## Excerto selecionado
****************

Acórdão do Supremo Tribunal de Justiça
Processo:
08A2603
Nº Convencional: JSTJ000
Relator: AZEVEDO RAMOS
Descritores: ACÇÃO DE SIMPLES APRECIAÇÃO POSITIVA
INTERESSE EM AGIR
OBJECTO
FACTO JURÍDICO
Nº do Documento: SJ200811250026036
Data do Acordão: 11/25/2008
Votação: UNANIMIDADE
Texto Integral: S
Privacidade: 1
Meio Processual: REVISTA
Decisão: NEGADA A REVISTA
Sumário :

I – O autor que intenta uma acção de simples apreciação tem de demonstrar o seu interesse em propor a acção, a sua necessidade em obter a declaração judicial da existência ou inexistência de um direito ou de um facto.

II – Tendo as acções de simples apreciação por único objectivo pôr termo a uma situação de incerteza, só é legítimo o recurso a este tipo de acções quando o autor estiver perante uma incerteza real, séria e objectiva, de que lhe possa resultar um dano.

III – O facto cuja existência se pretende ver declarado não pode ser um facto qualquer, mas apenas um facto jurídico, ou seja, um facto de que promanem efeitos jurídicos.

IV – Não há qualquer facto juridicamente relevante, cuja declaração de existência possa ser declarada pelo tribunal em acção de simples apreciação positiva, quando se pretende a declaração da celebração de um contrato de renda vitalícia, que é nulo, por falta de forma, em virtude da nulidade impedir que o respectivo negócio produza efeitos jurídicos.

Decisão Texto Integral:

Acordam no Supremo Tribunal de Justiça:



Em 1-2-07, AA, advogado, instaurou a presente acção ordinária contra os réus BB e marido CC, pedindo que seja declarado que o autor comprou o andar onde vivem os réus, mediante a celebração de dois contratos: o de compra e venda do andar pelo preço que se fixou na respectiva escritura e o estabelecimento de uma renda vitalícia de cinquenta contos por mês, simultânea e sucessiva, estabelecida pelo comprador a favor do vendedor e sua mulher, devendo os réus serem condenados a reconhecerem essa realidade.
Em síntese, alegou que adquiriu, por escritura de 15-7-92, o andar onde residem os réus, que é a fracção D, correspondente ao ......., do prédio urbano sito na Avenida .......... nº ....., em Lisboa.


Pagou no acto da compra o preço de 7.500.000$00 e, cumulativamente, assumiu a obrigação de pagar ao vendedor DD, pai da ré mulher, e à mulher daquele, uma renda vitalícia de 50.000$00 por mês, compromisso esse assumido por carta assinada em 10-7-92, referida em todos os recibos que os beneficiários passaram.


O DD faleceu e o autor acaba de chegar a acordo com a madrasta da ré mulher, EE, no sentido da remissão da pensão que a esta também cabia, mediante o pagamento de 6.000 euros.

****************

## Dados fornecidos
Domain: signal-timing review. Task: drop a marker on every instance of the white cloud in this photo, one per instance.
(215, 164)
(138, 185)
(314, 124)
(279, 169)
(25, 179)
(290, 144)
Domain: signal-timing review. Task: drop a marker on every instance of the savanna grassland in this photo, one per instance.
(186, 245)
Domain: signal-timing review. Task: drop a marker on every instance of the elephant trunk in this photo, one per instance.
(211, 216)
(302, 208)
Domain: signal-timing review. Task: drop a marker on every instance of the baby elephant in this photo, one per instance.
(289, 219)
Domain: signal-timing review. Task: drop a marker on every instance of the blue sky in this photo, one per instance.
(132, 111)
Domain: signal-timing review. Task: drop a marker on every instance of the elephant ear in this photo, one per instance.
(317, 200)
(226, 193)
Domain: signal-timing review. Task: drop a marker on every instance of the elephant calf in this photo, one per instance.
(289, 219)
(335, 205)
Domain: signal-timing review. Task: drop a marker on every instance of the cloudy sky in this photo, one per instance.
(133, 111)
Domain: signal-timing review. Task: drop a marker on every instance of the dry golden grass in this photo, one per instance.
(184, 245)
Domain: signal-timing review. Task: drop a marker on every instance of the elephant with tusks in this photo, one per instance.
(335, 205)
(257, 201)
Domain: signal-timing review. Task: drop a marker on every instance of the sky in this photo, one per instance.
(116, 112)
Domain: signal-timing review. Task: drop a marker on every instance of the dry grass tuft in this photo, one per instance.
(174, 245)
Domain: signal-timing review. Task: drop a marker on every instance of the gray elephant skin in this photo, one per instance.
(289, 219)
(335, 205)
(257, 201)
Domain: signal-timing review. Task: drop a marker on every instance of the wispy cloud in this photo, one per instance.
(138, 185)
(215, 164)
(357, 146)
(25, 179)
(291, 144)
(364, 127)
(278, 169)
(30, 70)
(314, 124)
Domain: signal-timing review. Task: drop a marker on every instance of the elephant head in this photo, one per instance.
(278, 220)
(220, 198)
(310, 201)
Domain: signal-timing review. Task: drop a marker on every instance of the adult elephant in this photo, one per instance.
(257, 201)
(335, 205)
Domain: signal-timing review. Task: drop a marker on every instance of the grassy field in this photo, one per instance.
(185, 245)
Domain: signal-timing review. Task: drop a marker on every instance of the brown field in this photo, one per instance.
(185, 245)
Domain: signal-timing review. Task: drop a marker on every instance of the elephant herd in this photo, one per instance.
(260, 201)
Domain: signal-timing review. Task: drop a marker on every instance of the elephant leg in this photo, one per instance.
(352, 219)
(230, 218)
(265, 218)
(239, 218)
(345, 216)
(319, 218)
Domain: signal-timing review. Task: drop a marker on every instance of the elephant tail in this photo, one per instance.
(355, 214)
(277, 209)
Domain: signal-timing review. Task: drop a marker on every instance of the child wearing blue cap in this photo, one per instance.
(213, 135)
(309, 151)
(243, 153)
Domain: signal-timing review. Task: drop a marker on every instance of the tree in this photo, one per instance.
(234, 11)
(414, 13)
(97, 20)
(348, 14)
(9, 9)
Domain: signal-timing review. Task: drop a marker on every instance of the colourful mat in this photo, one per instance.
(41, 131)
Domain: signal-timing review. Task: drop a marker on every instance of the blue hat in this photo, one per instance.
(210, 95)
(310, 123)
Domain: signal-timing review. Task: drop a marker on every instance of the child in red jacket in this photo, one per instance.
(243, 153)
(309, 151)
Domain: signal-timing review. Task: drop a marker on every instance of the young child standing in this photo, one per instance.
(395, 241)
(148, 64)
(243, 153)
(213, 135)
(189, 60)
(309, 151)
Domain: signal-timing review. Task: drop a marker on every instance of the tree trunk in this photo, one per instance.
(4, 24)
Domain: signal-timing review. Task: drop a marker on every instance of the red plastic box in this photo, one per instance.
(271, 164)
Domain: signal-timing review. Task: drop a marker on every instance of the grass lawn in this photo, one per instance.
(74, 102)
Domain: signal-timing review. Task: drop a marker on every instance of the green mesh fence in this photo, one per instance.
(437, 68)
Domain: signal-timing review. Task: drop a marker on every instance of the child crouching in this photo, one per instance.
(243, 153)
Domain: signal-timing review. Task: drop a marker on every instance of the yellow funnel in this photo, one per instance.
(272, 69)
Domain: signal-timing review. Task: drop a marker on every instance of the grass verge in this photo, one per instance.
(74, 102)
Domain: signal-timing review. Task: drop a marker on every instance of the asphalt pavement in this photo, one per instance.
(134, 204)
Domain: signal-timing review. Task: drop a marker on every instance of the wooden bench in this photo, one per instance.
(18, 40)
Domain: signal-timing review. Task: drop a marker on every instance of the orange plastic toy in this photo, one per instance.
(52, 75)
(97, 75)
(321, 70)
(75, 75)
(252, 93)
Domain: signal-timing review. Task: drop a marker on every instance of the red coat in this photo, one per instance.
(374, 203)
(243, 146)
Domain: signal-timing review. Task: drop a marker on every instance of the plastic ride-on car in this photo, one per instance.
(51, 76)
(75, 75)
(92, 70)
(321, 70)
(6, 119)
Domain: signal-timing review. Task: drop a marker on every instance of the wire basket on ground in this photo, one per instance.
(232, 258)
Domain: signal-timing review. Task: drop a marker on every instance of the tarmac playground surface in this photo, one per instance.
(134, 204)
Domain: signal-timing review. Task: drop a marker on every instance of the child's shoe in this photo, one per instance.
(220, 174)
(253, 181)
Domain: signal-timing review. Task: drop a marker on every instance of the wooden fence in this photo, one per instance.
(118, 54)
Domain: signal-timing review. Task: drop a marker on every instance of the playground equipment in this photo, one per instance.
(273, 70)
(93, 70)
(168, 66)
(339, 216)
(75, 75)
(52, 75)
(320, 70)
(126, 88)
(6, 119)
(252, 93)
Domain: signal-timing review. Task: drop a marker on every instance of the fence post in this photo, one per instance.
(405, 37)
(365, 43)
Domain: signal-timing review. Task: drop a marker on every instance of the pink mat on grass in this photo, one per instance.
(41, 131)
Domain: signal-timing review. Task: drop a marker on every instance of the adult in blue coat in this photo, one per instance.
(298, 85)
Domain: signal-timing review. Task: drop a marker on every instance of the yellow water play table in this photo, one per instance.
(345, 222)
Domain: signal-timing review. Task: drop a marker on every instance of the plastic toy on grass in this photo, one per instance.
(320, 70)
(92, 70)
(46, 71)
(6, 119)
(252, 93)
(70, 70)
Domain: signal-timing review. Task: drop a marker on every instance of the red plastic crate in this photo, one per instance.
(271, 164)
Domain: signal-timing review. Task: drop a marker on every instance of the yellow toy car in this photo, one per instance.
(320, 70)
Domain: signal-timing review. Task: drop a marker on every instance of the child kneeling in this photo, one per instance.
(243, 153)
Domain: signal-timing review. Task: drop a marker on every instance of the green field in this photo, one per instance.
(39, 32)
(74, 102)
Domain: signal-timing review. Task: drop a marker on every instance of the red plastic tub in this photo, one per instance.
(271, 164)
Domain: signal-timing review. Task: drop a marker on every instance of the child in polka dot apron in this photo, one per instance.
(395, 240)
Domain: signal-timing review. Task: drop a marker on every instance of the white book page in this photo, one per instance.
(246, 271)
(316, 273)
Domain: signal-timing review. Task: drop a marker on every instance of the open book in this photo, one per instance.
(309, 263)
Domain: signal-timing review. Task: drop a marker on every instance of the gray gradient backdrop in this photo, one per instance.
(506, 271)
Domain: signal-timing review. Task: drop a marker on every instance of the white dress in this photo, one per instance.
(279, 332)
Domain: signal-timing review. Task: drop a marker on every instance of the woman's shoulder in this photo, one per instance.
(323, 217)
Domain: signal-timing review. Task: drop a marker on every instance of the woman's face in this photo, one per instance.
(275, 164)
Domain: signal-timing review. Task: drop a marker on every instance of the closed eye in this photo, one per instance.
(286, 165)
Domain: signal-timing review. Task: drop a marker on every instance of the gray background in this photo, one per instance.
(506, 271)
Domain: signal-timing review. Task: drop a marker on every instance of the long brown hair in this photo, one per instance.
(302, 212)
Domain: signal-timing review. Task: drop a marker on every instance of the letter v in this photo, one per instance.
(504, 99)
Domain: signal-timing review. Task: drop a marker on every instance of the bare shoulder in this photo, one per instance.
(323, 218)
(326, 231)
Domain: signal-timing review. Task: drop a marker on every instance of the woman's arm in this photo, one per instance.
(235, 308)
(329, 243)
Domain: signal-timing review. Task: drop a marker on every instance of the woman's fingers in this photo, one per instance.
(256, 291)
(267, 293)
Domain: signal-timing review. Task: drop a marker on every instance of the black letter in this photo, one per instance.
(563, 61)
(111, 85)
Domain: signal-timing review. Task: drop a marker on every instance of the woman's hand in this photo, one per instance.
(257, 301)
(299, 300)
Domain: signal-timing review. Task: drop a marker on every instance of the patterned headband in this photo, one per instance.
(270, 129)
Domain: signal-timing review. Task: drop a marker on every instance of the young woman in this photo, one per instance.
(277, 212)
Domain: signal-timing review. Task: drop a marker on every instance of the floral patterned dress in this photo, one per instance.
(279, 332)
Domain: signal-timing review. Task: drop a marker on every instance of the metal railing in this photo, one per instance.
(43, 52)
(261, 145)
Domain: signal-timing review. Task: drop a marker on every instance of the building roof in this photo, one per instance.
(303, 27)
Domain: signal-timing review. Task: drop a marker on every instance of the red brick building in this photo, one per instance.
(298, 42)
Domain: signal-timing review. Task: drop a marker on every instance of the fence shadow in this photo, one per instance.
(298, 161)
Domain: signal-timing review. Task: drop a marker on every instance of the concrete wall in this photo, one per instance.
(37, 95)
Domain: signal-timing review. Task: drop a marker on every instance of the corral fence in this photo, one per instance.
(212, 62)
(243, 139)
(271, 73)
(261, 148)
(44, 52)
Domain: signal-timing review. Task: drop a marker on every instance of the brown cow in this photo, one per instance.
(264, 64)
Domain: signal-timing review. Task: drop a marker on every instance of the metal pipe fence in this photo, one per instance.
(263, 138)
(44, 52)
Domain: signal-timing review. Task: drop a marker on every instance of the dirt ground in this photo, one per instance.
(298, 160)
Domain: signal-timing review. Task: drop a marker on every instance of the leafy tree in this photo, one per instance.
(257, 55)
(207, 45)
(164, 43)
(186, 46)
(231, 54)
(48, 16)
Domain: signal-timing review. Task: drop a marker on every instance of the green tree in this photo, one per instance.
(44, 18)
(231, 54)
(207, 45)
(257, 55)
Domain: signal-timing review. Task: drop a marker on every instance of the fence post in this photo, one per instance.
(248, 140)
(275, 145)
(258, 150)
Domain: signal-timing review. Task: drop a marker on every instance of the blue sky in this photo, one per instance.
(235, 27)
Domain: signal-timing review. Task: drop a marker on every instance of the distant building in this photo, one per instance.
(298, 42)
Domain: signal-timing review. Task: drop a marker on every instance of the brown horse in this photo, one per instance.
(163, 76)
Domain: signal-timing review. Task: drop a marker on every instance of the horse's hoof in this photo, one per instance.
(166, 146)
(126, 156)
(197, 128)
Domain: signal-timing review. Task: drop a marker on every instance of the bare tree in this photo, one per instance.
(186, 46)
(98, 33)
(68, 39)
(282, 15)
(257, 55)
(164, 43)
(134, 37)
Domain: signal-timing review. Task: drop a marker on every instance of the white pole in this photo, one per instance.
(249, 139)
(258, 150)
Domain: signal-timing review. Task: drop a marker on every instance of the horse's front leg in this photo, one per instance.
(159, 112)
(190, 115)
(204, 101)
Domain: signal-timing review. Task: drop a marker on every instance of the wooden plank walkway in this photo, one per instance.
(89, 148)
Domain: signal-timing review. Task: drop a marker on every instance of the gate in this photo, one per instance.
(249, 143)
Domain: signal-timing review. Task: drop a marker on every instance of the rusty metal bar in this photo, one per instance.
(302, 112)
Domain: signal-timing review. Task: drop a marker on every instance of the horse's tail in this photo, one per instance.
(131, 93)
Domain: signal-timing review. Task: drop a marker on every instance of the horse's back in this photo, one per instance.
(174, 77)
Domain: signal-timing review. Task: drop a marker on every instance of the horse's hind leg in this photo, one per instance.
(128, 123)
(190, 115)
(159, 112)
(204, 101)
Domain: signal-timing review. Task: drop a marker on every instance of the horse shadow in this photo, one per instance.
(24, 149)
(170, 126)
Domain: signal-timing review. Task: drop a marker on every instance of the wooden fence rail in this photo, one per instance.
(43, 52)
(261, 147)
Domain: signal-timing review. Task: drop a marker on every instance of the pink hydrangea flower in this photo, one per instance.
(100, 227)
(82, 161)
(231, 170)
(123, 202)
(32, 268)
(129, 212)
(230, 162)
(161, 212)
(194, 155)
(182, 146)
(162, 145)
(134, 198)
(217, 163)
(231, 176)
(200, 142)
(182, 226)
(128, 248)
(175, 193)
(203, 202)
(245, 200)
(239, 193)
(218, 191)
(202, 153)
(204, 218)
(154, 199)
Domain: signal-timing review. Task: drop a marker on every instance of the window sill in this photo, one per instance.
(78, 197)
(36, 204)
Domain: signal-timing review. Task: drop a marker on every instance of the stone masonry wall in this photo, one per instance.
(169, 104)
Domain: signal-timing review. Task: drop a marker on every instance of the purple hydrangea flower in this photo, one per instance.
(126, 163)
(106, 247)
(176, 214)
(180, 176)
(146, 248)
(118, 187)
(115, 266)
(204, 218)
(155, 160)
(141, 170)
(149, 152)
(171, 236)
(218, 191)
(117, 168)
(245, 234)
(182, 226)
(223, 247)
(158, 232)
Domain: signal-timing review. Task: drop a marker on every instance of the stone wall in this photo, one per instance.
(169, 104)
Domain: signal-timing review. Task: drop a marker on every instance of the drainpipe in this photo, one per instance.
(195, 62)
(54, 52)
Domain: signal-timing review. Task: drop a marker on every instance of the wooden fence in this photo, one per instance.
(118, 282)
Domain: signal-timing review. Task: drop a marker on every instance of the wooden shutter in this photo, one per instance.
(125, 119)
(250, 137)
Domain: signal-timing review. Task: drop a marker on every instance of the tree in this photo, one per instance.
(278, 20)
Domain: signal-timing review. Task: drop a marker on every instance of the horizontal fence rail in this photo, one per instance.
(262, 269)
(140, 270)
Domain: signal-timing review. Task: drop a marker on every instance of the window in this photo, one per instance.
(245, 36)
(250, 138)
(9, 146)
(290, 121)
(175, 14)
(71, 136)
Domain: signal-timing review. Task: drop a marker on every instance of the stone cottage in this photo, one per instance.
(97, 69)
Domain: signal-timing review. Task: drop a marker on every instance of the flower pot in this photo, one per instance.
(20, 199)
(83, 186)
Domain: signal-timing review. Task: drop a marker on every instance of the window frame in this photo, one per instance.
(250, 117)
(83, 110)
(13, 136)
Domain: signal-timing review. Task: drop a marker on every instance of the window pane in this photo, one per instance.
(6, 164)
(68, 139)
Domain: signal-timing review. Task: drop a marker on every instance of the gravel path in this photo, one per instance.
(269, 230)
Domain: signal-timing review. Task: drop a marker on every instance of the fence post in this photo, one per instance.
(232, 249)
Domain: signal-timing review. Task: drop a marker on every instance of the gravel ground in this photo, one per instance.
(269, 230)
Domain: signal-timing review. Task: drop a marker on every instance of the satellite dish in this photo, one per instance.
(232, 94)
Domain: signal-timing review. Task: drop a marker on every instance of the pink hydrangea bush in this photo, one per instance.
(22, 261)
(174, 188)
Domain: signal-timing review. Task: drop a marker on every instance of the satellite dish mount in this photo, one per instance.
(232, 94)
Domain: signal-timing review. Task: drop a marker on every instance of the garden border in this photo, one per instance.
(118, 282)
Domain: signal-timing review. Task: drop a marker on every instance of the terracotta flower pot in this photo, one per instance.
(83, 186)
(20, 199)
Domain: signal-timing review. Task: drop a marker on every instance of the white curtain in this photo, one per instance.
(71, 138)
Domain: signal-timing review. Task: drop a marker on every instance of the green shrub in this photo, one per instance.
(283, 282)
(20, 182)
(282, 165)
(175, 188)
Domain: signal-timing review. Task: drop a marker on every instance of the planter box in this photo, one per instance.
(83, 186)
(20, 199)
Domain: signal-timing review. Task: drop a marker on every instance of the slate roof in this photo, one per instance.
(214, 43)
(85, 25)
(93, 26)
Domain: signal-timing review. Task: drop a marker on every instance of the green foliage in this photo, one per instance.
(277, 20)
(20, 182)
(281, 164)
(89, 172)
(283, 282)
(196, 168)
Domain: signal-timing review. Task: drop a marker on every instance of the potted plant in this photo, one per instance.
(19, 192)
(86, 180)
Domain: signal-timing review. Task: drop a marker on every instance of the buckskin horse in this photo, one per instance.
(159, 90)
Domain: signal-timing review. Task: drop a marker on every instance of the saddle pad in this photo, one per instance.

****************

## Desafio
Copie do acórdão, sem alterações, todo o trecho que vai de "I – O autor" até "promanem efeitos jurídicos.". Use apenas o acórdão como fonte.

## Resultado do exercício
I – O autor que intenta uma acção de simples apreciação tem de demonstrar o seu interesse em propor a acção, a sua necessidade em obter a declaração judicial da existência ou inexistência de um direito ou de um facto.

II – Tendo as acções de simples apreciação por único objectivo pôr termo a uma situação de incerteza, só é legítimo o recurso a este tipo de acções quando o autor estiver perante uma incerteza real, séria e objectiva, de que lhe possa resultar um dano.

III – O facto cuja existência se pretende ver declarado não pode ser um facto qualquer, mas apenas um facto jurídico, ou seja, um facto de que promanem efeitos jurídicos.